* _QUOTED PASSAGE_:
As a form of structured illumination microscopy, scanning point confocal
> can benefit from a high illumination NA and proper back aperture beam
> filling, because the resolution is determined by the product of the
> excitation and detection point spread functions.
>

 I agree that the resolution of a confocal is the product of the excitation
and the emission PSFs. I also agree that a high effective excitation NA is
crucial for getting a nice tight excitation PSF. Of course, a tightly
closed pinhole is crucial for getting a nice tight emission PSF, and in
practice, this is often a bad idea (low signal levels). If you open your
pinhole, it blurs out your effective emission PSF in the same way that
using too-big pixels on your camera blurs out a widefield image's effective
emission PSF.


> Because in confocal, the illumination pattern is itself high spatial
> frequency, contrasty, focused and small, rather than featureless and large
> as in widefield, this illumination contrast over space multiplies with the
> detection point spread function to increase resolution, and is also the
> source of the optical sectioning power of a confocal.
>

 Because confocals are often operated with pinholes that are comparable to
the size of the diffraction-limited emission PSF, the effective emission
PSF ends up much bigger than the diffraction-limited emission PSF, and
therefore also much bigger than the excitation PSF. The lateral width of
the product of a tight PSF with a fat PSF is dominated by the lateral width
of the tight PSF.

 The axial width of the product of a tight PSF with a fat PSF, however,
still falls off nicely in Z, giving sectioning.


> If that's the case, then it begins to make more sense, to a stupid
> biochemist like myself with a very tenuous grasp on maths.
>

You seem to be doing just fine.


> I understand at least that the square of a Gaussian function is a bit
> sharper than a Gaussian. But not that much.
>

Root(2) sharper, if the Gaussians are the same size (excitation aperture
filled, detection pinhole tightly closed, excitation and emission
wavelengths fairly close together). Of course, the "frequency support" of
this microscope doubles (easier to justify/explain if I'm allowed to talk
about Fourier transforms, but easy enough to just assert), so you expect
deconvolution to recover a full factor of 2 transverse resolution
improvement compared to widefield (just like regular stripe-pattern SIM,
although it took me a while to realize this).

* _YOUR TASKS_:
A. In the confocal microscopy discussion, how much sharper is the product of two same-size Gaussians than a single Gaussian?
B. Write the next part of the confocal microscopy discussion, starting after its last sentence.

* _ENTRIES PROVIDED_:

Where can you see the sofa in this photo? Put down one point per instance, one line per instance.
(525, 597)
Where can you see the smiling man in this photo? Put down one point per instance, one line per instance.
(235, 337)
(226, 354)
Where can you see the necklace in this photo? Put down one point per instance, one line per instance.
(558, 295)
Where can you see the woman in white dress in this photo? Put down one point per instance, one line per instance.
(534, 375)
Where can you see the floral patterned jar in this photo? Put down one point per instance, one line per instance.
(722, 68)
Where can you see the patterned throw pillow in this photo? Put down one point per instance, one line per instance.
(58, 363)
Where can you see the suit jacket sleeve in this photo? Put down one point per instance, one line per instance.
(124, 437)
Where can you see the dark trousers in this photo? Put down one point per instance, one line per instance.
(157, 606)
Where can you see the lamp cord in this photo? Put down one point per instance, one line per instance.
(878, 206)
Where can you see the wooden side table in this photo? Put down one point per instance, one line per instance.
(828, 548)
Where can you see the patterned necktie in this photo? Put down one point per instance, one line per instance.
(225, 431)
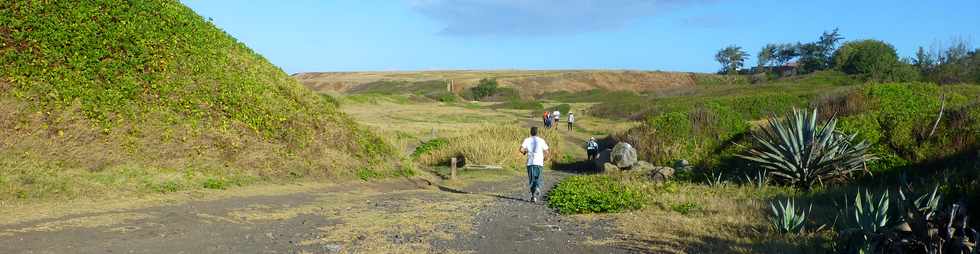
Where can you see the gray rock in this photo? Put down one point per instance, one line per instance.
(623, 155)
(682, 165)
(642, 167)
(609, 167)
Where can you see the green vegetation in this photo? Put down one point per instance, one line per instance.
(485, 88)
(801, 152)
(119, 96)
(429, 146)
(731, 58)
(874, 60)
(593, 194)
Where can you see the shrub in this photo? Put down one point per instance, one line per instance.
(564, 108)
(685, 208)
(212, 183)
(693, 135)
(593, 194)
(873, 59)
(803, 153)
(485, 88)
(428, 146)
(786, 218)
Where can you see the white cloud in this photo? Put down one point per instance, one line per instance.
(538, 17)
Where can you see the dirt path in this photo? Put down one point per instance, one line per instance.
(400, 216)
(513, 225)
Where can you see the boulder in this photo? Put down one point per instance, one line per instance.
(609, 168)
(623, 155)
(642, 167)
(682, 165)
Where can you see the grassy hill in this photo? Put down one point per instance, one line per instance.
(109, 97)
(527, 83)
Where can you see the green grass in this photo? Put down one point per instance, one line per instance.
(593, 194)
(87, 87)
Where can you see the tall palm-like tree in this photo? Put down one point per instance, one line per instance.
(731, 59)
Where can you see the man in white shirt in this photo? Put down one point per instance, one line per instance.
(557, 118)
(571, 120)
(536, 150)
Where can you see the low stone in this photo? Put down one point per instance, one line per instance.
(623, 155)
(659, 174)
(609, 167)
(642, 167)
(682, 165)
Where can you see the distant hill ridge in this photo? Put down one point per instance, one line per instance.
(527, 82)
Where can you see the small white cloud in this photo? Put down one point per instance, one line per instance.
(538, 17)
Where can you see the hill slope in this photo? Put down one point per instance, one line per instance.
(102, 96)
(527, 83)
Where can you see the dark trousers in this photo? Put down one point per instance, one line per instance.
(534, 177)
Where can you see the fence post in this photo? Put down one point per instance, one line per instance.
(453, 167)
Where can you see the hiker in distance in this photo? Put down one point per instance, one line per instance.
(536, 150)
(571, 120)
--
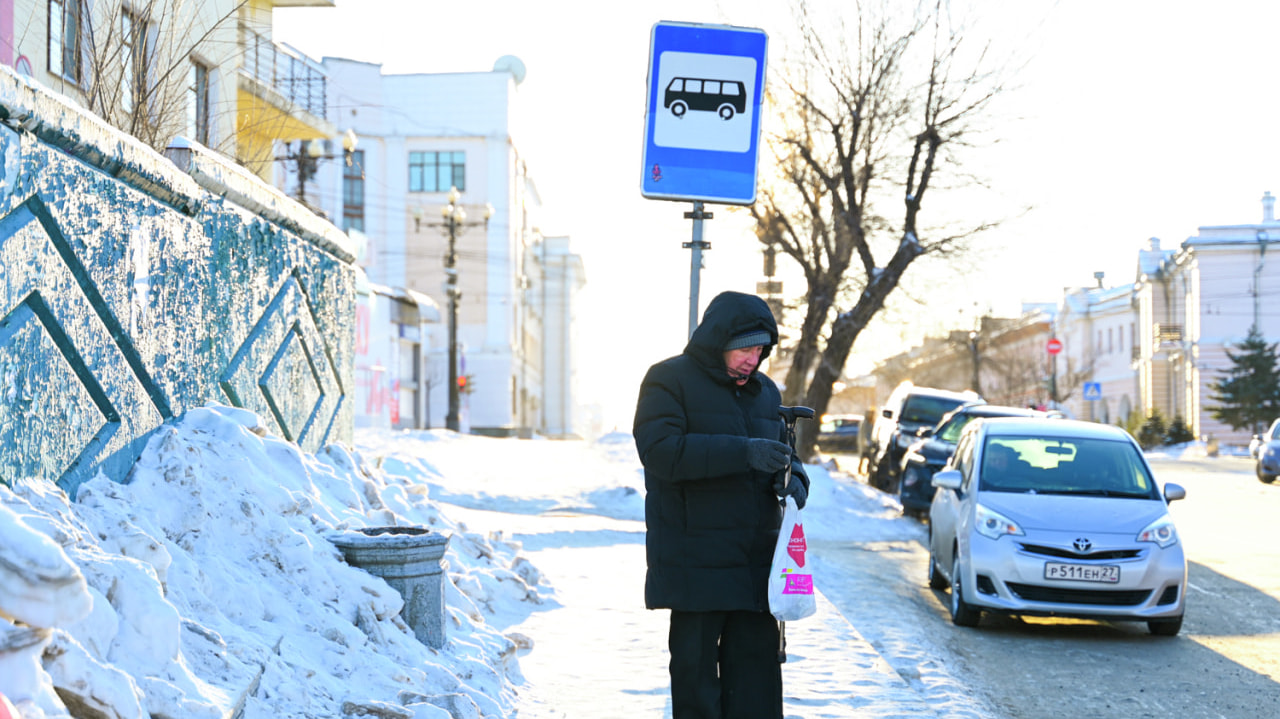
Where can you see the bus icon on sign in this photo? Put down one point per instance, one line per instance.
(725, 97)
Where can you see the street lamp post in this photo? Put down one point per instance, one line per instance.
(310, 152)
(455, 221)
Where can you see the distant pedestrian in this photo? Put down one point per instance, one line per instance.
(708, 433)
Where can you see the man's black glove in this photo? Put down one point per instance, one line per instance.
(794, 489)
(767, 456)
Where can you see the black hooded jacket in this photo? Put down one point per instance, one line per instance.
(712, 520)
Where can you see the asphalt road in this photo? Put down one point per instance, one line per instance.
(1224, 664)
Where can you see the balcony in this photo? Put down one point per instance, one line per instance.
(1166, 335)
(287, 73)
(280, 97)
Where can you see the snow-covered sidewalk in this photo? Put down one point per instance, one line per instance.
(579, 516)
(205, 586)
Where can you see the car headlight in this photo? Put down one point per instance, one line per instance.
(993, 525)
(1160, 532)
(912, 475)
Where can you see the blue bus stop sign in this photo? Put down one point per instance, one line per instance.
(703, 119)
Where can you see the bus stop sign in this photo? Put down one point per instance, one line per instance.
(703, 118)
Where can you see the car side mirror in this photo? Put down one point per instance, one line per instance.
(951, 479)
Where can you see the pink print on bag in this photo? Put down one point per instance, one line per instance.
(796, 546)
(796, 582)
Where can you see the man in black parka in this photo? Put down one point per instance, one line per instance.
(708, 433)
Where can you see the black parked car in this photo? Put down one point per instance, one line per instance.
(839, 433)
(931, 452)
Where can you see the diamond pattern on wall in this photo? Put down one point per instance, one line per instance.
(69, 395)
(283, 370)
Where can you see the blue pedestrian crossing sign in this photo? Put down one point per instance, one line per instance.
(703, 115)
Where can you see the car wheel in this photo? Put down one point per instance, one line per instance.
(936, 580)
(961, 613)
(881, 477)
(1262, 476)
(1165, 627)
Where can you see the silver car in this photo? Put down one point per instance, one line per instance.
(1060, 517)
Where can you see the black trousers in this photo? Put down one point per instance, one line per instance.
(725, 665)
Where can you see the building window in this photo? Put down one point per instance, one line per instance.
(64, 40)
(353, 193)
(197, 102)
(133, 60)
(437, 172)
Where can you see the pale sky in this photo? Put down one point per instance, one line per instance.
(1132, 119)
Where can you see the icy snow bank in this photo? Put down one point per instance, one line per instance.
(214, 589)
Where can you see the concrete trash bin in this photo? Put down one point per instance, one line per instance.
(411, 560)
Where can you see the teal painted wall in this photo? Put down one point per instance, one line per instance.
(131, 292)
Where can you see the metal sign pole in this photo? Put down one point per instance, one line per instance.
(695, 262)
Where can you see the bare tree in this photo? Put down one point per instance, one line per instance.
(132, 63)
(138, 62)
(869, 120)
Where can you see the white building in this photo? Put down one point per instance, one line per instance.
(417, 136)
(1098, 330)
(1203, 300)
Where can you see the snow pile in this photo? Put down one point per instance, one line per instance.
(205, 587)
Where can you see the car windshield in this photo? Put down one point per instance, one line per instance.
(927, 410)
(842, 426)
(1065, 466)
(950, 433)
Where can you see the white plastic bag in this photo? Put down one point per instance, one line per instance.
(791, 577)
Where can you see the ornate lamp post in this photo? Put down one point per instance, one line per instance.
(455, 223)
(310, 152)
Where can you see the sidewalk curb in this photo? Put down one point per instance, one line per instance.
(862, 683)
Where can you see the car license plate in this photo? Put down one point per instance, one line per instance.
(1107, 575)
* * *
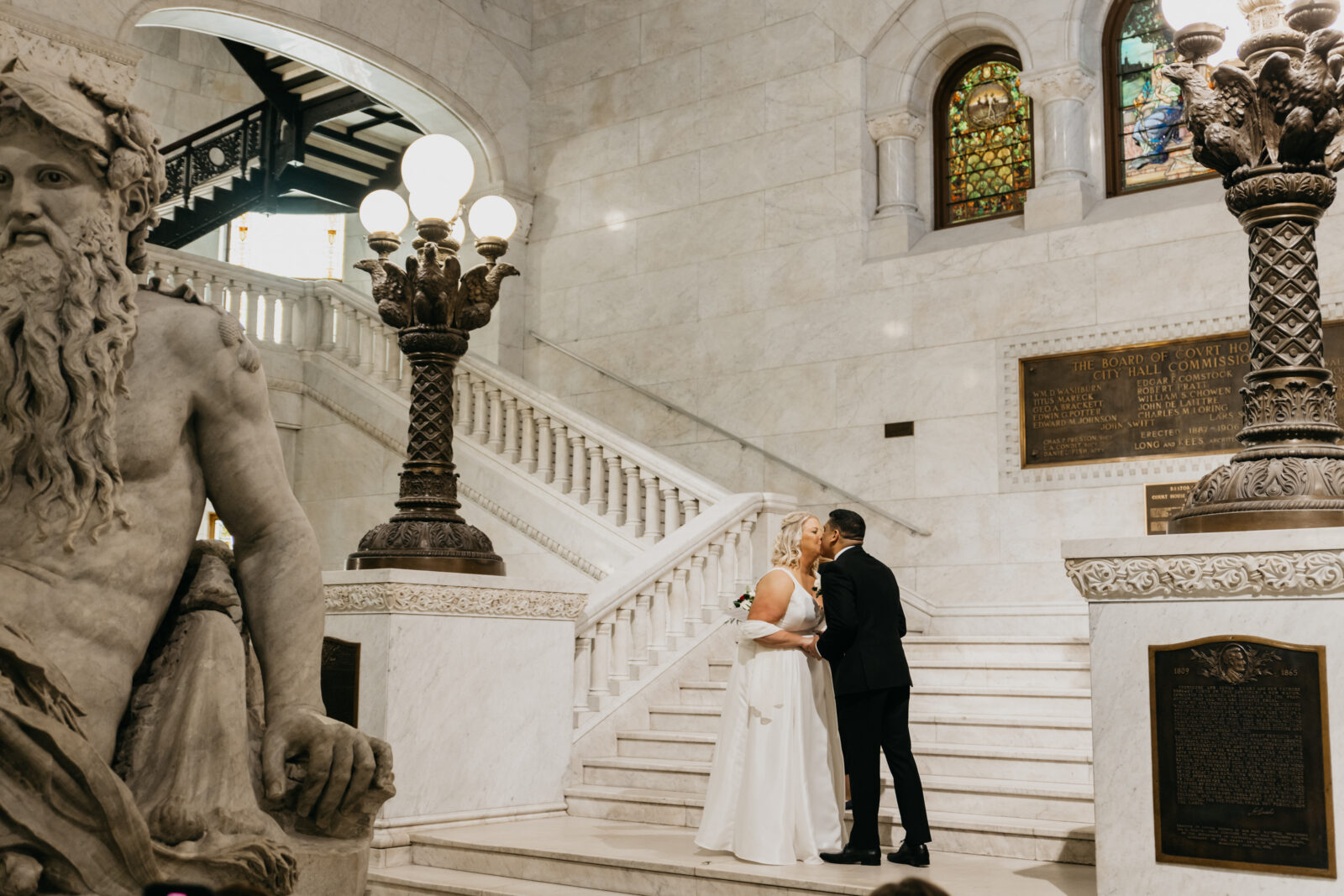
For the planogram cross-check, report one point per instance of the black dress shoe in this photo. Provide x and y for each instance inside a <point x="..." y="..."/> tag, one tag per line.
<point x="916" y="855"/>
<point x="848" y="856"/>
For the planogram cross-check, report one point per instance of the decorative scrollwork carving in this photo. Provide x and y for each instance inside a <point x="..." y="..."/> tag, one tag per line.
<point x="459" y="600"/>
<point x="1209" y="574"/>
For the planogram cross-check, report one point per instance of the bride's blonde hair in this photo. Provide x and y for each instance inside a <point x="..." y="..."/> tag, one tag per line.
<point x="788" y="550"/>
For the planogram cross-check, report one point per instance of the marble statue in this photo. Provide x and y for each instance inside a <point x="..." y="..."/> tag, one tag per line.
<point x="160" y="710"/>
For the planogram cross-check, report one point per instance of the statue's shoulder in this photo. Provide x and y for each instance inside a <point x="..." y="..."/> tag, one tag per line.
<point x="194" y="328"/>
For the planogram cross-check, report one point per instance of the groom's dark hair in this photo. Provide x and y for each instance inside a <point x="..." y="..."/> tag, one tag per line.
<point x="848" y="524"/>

* _TASK RESULTS_:
A. Root(2) sharper.

B.
> One last thing:
> If the axial response of a confocal has real detectable power, where does
> that come from?
>

Power?


> The product of nothing and nothing is nothing. Widefield detection psf has
> a nothing response axially, right?


The widefield detection PSF has (roughly) constant total intensity vs
defocus, but a highly variable shape vs defocus (of course). That means
axial resolution varies depending on the presence or absence of sharp
lateral structures in your object, and of course axial resolution vanishes
if lateral structure vanishes.


>  Does the illumination psf in confocal
> somehow have some non zero power axially,  in z direction?


No, but the product of the illumination and emission PSFs does. (Assuming
by power you mean resolution)


>  How is the
> confocal really able to fill in the missing wedge in the axial direction in
> Fourier space... when zero times zero is zero? Or are my zeros an over
> simplification?
>

Multiplication in real space is convolution in Fourier space. You multiply
your effective excitation PSF by your effective emission PSF to get your
confocal PSF; this is in real space. In Fourier space, you don't multiply
your two OTFs, you convolve them. Does this resolve the apparent
contradiction?


> Just looking for plain natural language explanations instead of maths and
> equations that pretty image fixated cell biologists and dummies like me are
> unlikely to comprehend
>

I used concepts like Fourier space and convolution, which are pretty mathy,
but you seem to grasp that stuff, so maybe I can get away with it.